_Extrait choisi_

:::

25/05/2020 Nous avons déjà évoqué l’intérêt écologique des bords de routes (voir la chronique) notamment comme refuges pour la biodiversité floristique. De par leur entretien en lien avec les contraintes de sécurité et de viabilité routières (fauchage, broyage, élagage, …), les accotements et talus ou fossés associés se rapprochent des prairies semi-naturelles (pâturages et prés de fauche) entretenues par les éleveurs. Or, ces milieux hébergent une flore et une faune particulièrement riches qui connaît un très fort déclin du fait de leur abandon (arrêt du pâturage) ou de leur conversion en terres cultivées. Dans ce contexte, les accotements pourraient jouer le rôle de milieux refuges pour la flore typique et menacée de ces prairies. Mais les accotements ne sont pas vraiment des prairies pour tout un tas de raisons et on a du mal à savoir s’ils peuvent réellement jouer cette fonction de refuge floristique. Une équipe de chercheurs norvégiens a entrepris une série d’études sur ce sujet et a ciblé une espèce test, le petit boucage, une ombellifère, pour évaluer ce potentiel de refuge de la part des accotements. Voilà en tout cas une belle occasion de faire au préalable connaissance avec cette espèce fortement méconnue et qui connait effectivement un certain déclin dans toute l’Europe.

:::

Entrées de données enregistrées
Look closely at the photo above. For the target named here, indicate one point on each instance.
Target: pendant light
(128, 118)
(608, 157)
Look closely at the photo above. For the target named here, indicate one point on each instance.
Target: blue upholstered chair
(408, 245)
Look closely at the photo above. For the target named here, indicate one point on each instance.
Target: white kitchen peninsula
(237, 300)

:::

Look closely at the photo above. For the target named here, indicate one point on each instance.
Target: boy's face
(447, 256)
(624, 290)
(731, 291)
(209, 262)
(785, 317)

:::

_Consigne de travail_
Reprenez le texte sur les bords de routes à partir de sa dernière phrase. Les enregistrements n'ont aucun rapport avec le texte sur les bords de routes.

_Résultat obtenu_
Petit boucage

Grand boucage : bien plus grand !

Petit boucage ne deviendra pas grand : il porte ce nom  par opposition à une autre espèce proche mais assez différente, le grand boucage. Il fait partie du vaste groupe des ombellifères à fleurs blanches qui « se ressemblent toutes » pour le profane. Mais lui se démarque par sa taille modeste de 50 à 60cm de haut (rarement au-delà de 1m) et surtout sa floraison nettement estivale à automnale ; pas de risque donc de le confondre avec les hordes blanches des anthrisques, cerfeuils, berces et autres torilis qui déferlent au printemps dans les prés et le long des chemins.

Son caractère le plus surprenant (pour une ombellifère) concerne ses feuilles : il apparaît sous forme d’une rosette de feuilles basales qui rappellent très fortement celles d’une autre plante commune, la pimprenelle, mais qui ne relève pas du tout de cette famille (Rosacées !) ; ces feuilles basales d’un beau vert franc sont composées de deux rangées de folioles dentées un peu arrondies avec une foliole terminale (imparipennées).

On distingue facilement le petit boucage de la pimprenelle (qui habite les mêmes milieux par ailleurs) par les folioles poilues (à l’état jeune surtout) et par la dent au sommet de chaque foliole qui dépasse celles sur les côtés (versus plus courte chez la pimprenelle).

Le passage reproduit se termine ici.